BEGIN SUPPLIED ENTRIES

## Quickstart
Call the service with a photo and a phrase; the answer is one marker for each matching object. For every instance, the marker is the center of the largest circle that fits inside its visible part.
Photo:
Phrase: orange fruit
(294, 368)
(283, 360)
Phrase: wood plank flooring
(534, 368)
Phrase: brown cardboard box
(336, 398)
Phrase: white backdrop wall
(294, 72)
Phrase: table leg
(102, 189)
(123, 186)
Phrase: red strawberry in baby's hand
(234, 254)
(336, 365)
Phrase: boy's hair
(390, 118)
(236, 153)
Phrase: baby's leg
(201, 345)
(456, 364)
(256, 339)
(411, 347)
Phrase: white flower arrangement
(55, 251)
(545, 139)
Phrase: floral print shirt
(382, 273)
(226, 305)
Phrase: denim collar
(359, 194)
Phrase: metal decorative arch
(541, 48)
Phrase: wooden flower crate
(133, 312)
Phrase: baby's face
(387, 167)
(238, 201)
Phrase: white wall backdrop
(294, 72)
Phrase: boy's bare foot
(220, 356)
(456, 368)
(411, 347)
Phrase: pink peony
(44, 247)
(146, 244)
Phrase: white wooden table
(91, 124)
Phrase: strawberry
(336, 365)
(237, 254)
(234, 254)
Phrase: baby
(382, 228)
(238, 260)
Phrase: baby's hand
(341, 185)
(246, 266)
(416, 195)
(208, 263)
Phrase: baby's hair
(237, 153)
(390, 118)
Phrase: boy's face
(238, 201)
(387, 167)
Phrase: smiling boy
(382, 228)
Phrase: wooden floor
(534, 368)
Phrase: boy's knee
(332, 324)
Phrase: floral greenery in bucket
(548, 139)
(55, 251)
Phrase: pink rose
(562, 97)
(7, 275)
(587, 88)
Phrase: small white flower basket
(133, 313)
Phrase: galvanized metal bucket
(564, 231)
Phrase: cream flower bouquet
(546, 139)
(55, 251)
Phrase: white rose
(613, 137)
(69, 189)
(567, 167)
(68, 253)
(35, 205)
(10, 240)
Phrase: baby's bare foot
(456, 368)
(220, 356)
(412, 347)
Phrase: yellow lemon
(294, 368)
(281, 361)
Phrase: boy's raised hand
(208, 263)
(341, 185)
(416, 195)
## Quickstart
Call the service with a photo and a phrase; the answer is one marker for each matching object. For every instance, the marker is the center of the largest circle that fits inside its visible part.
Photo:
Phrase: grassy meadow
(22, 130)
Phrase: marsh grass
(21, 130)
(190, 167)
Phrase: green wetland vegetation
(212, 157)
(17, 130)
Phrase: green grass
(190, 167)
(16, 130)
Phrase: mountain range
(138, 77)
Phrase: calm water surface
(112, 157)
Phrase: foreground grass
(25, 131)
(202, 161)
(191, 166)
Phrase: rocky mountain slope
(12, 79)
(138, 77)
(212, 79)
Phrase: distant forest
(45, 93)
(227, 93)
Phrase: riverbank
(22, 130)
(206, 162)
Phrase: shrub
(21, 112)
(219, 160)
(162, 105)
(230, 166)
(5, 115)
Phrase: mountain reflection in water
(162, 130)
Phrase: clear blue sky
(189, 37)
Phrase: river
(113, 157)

END SUPPLIED ENTRIES

#### WHAT THE TASK REQUIRES
Your task is to copy exactly, and only, the lines from the line with "Phrase: rocky mountain slope" through the last line of the entries, both included.

#### WRITTEN SOLUTION
Phrase: rocky mountain slope
(12, 79)
(138, 77)
(212, 79)
Phrase: distant forest
(45, 93)
(227, 93)
Phrase: riverbank
(22, 130)
(206, 162)
Phrase: shrub
(21, 112)
(219, 160)
(162, 105)
(230, 166)
(5, 115)
Phrase: mountain reflection in water
(162, 130)
Phrase: clear blue sky
(189, 37)
Phrase: river
(113, 157)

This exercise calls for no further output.